## WHAT THIS TASK INVOLVES:
Rewrite the records below with "large green leaf" changed to "big green leaf" and every other part left as it is. Leave the pictures out of your answer.

## RECORD SET:
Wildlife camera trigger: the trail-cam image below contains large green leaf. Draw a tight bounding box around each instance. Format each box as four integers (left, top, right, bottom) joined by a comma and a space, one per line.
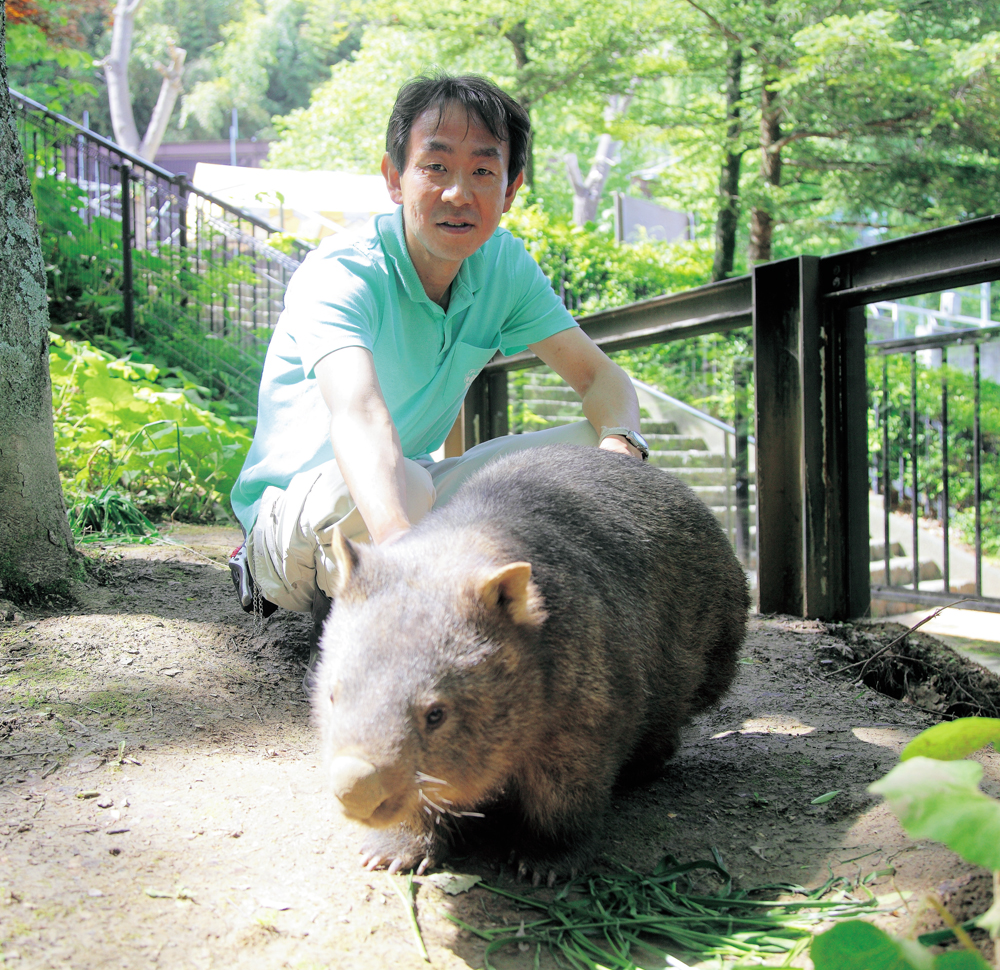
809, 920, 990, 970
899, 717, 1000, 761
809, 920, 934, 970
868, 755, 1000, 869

## EXERCISE OUTPUT:
Wildlife camera trigger: the trail-cam image below contains big green leaf. Draw a tight bounding box around each instance. Format each box as four integers (left, top, right, bottom) joined by a comma and a space, one per line.
809, 920, 990, 970
899, 717, 1000, 761
809, 920, 934, 970
868, 755, 1000, 869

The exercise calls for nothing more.